--- What needs to be done ---
The expected answer is the set of lines in the data below between the line holding "point at the brown leather sofa" and the line holding "point at the wall air vent", inclusive, written out exactly.

--- Supplied material ---
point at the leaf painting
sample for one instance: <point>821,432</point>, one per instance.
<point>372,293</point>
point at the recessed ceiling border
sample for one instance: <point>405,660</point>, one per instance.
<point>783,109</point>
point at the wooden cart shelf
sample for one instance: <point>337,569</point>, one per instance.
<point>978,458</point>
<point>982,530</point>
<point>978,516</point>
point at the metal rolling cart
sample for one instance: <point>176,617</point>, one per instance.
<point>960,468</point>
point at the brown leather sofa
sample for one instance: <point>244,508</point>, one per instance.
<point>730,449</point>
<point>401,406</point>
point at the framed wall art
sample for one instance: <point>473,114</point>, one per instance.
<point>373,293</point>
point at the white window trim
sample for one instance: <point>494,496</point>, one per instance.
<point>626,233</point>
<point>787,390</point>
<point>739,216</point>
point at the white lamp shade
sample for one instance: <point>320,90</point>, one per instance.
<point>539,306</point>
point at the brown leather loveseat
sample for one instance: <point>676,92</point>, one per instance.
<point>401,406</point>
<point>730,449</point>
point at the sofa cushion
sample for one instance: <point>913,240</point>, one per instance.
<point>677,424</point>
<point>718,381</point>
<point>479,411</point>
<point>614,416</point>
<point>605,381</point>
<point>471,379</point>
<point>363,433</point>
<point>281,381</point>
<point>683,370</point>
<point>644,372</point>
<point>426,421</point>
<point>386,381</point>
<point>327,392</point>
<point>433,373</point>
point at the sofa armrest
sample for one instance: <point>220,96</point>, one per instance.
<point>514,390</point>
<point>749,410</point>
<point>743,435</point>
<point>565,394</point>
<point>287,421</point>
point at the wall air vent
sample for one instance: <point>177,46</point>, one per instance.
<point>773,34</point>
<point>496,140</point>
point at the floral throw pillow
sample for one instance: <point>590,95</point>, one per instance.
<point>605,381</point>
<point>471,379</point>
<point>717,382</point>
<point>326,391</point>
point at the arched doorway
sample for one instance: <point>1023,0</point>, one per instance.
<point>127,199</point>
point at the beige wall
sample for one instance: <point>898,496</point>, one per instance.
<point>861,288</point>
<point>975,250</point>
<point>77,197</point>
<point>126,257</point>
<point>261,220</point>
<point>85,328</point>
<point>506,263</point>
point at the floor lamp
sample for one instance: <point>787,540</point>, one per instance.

--- Finished task ---
point at the brown leather sofa
sample for one instance: <point>244,508</point>, one per instance.
<point>730,449</point>
<point>401,406</point>
point at the framed wall art
sample for one instance: <point>473,114</point>, one per instance.
<point>373,293</point>
point at the white window trim
sample for one instance: <point>494,496</point>, one per instance.
<point>626,233</point>
<point>787,390</point>
<point>739,216</point>
point at the white lamp shade
sample for one instance: <point>320,90</point>, one per instance.
<point>539,306</point>
point at the brown leather loveseat
sample for one instance: <point>676,92</point>, one per instance.
<point>401,406</point>
<point>730,449</point>
point at the sofa cushion
sample for one instance: <point>913,240</point>, one per instance.
<point>677,424</point>
<point>718,381</point>
<point>479,411</point>
<point>614,416</point>
<point>605,381</point>
<point>471,379</point>
<point>363,433</point>
<point>281,381</point>
<point>683,370</point>
<point>644,372</point>
<point>426,421</point>
<point>386,381</point>
<point>327,392</point>
<point>433,373</point>
point at the sofa armrest
sample for one instance: <point>220,96</point>, one per instance.
<point>514,390</point>
<point>749,410</point>
<point>743,435</point>
<point>565,394</point>
<point>287,421</point>
point at the wall air vent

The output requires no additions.